* [Problem to work on]
Please turn the lines from the one containing "Scouting task: drop one point on every instance of the dark" through the one containing "[(113, 472), (432, 493)]" into a numbered list, both ends included and blank lines left out.

* [Excerpted records]
+++
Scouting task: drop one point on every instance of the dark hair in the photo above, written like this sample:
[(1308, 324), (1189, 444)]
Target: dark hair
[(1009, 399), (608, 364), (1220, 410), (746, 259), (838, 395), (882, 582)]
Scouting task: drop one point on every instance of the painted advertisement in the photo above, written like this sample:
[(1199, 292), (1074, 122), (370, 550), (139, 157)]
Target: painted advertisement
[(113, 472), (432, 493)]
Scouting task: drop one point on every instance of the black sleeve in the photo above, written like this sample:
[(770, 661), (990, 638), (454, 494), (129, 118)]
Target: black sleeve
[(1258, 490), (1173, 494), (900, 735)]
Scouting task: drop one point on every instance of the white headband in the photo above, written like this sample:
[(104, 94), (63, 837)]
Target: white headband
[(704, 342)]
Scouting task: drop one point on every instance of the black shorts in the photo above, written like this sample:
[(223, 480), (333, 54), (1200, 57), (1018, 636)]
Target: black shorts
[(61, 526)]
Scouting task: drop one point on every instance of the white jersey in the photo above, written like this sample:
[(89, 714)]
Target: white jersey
+++
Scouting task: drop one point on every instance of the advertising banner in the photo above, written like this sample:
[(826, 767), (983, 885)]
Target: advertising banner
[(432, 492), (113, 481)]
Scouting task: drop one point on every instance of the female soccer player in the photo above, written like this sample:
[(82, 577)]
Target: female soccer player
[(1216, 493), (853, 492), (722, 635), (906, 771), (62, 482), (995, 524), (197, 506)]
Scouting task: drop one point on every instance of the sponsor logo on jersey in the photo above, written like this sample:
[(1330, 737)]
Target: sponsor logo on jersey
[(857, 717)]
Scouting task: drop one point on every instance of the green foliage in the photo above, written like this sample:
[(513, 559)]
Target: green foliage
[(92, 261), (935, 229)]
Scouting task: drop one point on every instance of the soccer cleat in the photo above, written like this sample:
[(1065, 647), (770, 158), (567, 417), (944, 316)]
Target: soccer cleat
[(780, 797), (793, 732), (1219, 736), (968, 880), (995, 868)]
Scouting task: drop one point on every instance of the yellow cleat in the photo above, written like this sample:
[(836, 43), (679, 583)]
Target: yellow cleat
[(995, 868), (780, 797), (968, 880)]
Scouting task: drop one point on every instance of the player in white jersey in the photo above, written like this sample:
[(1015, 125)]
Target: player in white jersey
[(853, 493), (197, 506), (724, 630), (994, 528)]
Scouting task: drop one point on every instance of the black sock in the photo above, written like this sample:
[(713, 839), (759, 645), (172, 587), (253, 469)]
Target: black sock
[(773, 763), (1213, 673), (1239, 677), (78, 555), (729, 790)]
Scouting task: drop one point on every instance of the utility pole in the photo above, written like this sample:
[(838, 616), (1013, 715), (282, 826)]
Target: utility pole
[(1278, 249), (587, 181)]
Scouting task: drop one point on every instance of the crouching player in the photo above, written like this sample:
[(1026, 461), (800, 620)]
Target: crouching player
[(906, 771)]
+++
* [Task output]
1. Scouting task: drop one point on every instance of the dark hair in the photo above, written like this sample:
2. [(1308, 324), (1189, 444)]
3. Target: dark hair
4. [(1009, 399), (608, 364), (1220, 410), (746, 259), (838, 395), (882, 582)]
5. Scouting task: drop one point on every instance of the painted advertisement in the photo above, written like this sample:
6. [(1199, 292), (1074, 122), (370, 550), (139, 157)]
7. Target: painted advertisement
8. [(113, 472), (432, 493)]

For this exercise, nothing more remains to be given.